* _Task instructions_: Your output must match the data word for word, with every line included.

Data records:
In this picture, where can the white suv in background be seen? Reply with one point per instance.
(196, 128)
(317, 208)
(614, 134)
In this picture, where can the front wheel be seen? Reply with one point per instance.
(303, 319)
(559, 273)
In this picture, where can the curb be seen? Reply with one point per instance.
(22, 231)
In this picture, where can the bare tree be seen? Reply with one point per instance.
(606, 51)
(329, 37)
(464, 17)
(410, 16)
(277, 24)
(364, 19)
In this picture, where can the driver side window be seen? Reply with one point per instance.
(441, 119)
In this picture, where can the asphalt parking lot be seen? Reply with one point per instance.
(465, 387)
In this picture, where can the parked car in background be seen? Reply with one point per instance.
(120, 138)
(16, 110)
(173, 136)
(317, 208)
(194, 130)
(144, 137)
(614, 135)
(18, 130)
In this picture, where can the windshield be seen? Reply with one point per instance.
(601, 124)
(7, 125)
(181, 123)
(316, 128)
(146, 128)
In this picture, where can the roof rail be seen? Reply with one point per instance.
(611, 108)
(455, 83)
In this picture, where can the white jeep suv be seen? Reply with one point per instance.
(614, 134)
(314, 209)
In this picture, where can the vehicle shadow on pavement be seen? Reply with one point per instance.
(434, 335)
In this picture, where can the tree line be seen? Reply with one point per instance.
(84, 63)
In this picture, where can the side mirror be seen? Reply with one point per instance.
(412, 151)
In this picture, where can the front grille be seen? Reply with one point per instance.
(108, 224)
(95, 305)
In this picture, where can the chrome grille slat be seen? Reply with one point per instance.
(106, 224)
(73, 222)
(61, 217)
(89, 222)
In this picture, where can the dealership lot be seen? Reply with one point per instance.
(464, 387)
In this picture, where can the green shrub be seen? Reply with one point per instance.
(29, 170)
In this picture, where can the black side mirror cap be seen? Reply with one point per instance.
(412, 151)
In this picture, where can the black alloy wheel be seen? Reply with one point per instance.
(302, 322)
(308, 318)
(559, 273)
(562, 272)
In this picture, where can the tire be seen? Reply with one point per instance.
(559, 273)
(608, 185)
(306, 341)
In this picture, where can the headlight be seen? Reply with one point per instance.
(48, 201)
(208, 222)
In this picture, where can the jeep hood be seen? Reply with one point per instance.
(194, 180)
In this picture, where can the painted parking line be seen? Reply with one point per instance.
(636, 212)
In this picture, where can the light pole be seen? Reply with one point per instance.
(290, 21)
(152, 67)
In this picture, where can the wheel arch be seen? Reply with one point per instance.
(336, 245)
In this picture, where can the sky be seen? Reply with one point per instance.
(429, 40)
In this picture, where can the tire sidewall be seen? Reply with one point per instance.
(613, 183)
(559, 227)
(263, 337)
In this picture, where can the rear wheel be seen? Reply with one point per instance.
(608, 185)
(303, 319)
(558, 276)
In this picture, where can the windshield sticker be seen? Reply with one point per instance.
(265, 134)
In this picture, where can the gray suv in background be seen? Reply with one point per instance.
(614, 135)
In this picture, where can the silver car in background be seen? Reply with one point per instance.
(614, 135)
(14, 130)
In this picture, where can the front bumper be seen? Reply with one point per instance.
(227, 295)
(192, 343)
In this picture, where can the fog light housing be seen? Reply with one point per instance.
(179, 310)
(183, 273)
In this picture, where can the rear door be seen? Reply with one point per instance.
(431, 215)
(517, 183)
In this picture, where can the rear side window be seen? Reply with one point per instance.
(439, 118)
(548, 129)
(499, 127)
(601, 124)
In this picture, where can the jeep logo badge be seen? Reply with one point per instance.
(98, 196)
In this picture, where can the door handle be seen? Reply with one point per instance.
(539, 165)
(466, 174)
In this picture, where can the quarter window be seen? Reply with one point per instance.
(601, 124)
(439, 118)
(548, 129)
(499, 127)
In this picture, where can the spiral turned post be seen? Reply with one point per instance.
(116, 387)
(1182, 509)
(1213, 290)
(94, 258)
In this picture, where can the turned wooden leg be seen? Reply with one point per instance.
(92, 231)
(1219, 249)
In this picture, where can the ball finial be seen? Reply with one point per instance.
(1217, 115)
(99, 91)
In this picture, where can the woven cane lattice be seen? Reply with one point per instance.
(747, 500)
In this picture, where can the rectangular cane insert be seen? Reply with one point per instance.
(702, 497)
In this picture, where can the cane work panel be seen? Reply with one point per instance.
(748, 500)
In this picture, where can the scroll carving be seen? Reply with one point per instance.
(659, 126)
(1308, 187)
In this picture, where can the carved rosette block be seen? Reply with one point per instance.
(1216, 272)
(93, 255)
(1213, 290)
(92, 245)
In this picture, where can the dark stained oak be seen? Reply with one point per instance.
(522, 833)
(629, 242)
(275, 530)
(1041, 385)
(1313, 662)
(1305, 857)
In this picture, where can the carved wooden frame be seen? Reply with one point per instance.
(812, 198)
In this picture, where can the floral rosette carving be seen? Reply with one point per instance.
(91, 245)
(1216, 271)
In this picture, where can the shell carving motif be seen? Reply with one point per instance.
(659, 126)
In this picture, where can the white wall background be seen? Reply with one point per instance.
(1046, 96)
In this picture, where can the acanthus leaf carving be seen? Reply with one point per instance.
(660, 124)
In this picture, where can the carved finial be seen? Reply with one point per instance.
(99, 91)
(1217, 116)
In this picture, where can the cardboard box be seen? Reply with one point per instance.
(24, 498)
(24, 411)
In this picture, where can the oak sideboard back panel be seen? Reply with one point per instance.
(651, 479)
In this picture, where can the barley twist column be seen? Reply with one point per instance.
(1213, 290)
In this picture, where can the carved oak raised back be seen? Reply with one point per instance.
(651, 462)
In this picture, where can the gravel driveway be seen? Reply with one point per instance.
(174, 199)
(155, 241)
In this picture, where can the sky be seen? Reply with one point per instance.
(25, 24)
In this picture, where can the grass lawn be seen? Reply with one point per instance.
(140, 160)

* _Worked solution_:
In this picture, where can the white suv in background be seen? Reply with one point per instance.
(196, 128)
(317, 208)
(614, 134)
In this picture, where can the front wheel be seen? Reply with one point per instance.
(303, 319)
(559, 273)
In this picture, where can the curb be seen? Reply with one point per instance.
(22, 231)
In this picture, where can the bare tree be seen? Reply with one point per instance.
(606, 51)
(329, 37)
(464, 17)
(410, 16)
(277, 24)
(364, 19)
In this picture, where can the driver side window be seen? Reply with one point per instance.
(441, 119)
In this picture, where can the asphalt parking lot be seen? Reply with one point per instance.
(465, 387)
In this picture, where can the parked car in background be seen? Reply with one point per instance.
(120, 138)
(16, 110)
(173, 136)
(317, 208)
(194, 130)
(144, 137)
(614, 135)
(18, 130)
In this picture, where can the windshield be seen? Reply with one point per instance.
(601, 124)
(7, 125)
(181, 123)
(316, 128)
(146, 128)
In this picture, where can the roof rail be seen? Reply with one point per instance.
(611, 108)
(455, 83)
In this picture, where can the white jeep suv be seen? Reply with one point per instance.
(614, 134)
(314, 209)
In this picture, where can the vehicle shadow on pavement be seen? Reply with one point per instance.
(434, 335)
In this picture, where can the tree line be seen? Reply with one point per instance.
(84, 63)
In this picture, where can the side mirror be seen? Reply with one point per instance.
(412, 151)
In this picture, where can the front grille be seen? Reply with one point per instance.
(108, 224)
(95, 305)
In this picture, where can the chrome grille slat be seen? Reply with one point per instance.
(106, 224)
(73, 222)
(61, 217)
(89, 222)
In this picture, where can the dealership lot be seen? Reply with one point per instance.
(464, 387)
In this picture, where can the green shrub be seen? Reply with one point per instance.
(29, 170)
In this picture, where can the black side mirror cap be seen? Reply with one point per instance.
(412, 151)
In this picture, where can the black alloy wheel be seen? Reply with one point per instance.
(302, 322)
(308, 318)
(559, 273)
(562, 272)
In this picture, where can the tire be seen? Reply with one point per instance.
(559, 273)
(608, 185)
(306, 341)
In this picture, where can the headlight be seen? Reply with one point per instance.
(48, 201)
(208, 222)
In this picture, where can the jeep hood be seen? Reply with one point per instance.
(194, 180)
In this picture, where can the painted parking line be seen? Reply with one point per instance.
(636, 212)
In this picture, where can the light pole be seen? Reply with one point per instance.
(290, 21)
(152, 67)
In this picture, where can the wheel arch be seen? Reply with one point per instance.
(336, 245)
In this picture, where can the sky be seen? Reply with one point per instance.
(429, 40)
In this picture, where can the tire sidewall be seen? Reply with one point per instance.
(613, 183)
(559, 227)
(263, 337)
In this picture, where can the rear wheel be seen? Reply with one point per instance.
(608, 185)
(303, 319)
(558, 276)
In this picture, where can the windshield sticker be seen? Reply with one point per instance.
(265, 134)
In this picture, where can the gray suv in background be seen? Reply with one point per instance.
(614, 135)
In this picture, where can the silver car in background be seen? Reply with one point per instance.
(614, 135)
(14, 130)
In this picture, where can the front bumper be seen? Reply with one point per instance.
(227, 295)
(192, 343)
In this picture, where can the fog light housing be seen? Reply with one point per instance.
(179, 310)
(183, 273)
In this picture, where can the rear door be seen? Reply with one point per instance.
(431, 215)
(517, 183)
In this picture, where can the rear side window be seen? Reply with one point per instance.
(439, 118)
(548, 129)
(499, 127)
(601, 124)
In this picture, where can the jeep logo badge be seen? Reply with one point per instance.
(98, 196)
In this picture, where can the door handle be seen? Reply with one point per instance.
(539, 165)
(466, 174)
In this picture, where can the quarter window be seen? Reply with one point per instance.
(601, 124)
(439, 118)
(548, 129)
(499, 127)
In this picture, where can the spiral turned post be seen? Reply with one point per instance.
(116, 387)
(1182, 509)
(1213, 290)
(94, 258)
In this picture, where can the turned wooden leg be seen? Reply with one point per instance.
(92, 231)
(1219, 249)
In this picture, where can the ball finial be seen? Reply with one point per instance.
(1217, 115)
(99, 91)
In this picture, where can the woven cane lattice be seen? Reply with one point per instance.
(747, 500)
In this picture, where can the rectangular cane insert be seen? Reply with one point per instance.
(702, 497)
In this picture, where can the cane work panel be seen? Reply with one point per instance.
(748, 500)
In this picture, where can the scroll carving be seen? Reply with one point per instance.
(659, 126)
(1308, 187)
In this picture, where can the carved rosette block be seen? Reply with one point per instance.
(1216, 272)
(93, 255)
(1213, 290)
(92, 245)
In this picture, where can the dark stained oak be seen? Reply with one point per instance.
(522, 833)
(629, 242)
(275, 530)
(1041, 385)
(1313, 662)
(1305, 857)
In this picture, where can the carved wooden frame be seen? Reply with one point per instance.
(812, 198)
In this picture, where can the floral rosette carving be seen? Reply with one point per instance.
(91, 245)
(1216, 271)
In this picture, where can the shell carving motif be seen? Reply with one point per instance.
(659, 126)
In this picture, where can the white wall background be seen? Reply with one point per instance.
(1046, 96)
In this picture, where can the acanthus leaf carving be seen? Reply with one point per instance.
(660, 124)
In this picture, where can the carved finial be seen? Reply with one point per instance.
(99, 91)
(1217, 116)
In this picture, where can the cardboard box be seen? Reply with one point per instance.
(24, 498)
(24, 411)
In this picture, where can the oak sideboard back panel be seen? Reply with one point per instance.
(651, 479)
In this picture, where can the barley twist column be seen? Reply with one point per instance.
(1213, 290)
In this picture, where can the carved oak raised back be seen? Reply with one point per instance.
(651, 462)
In this picture, where can the gravel driveway be seen? Reply with one point per instance.
(174, 199)
(155, 241)
In this picture, where can the sky be seen? Reply with one point per instance.
(25, 24)
In this picture, where can the grass lawn be seen? Reply with one point per instance.
(140, 160)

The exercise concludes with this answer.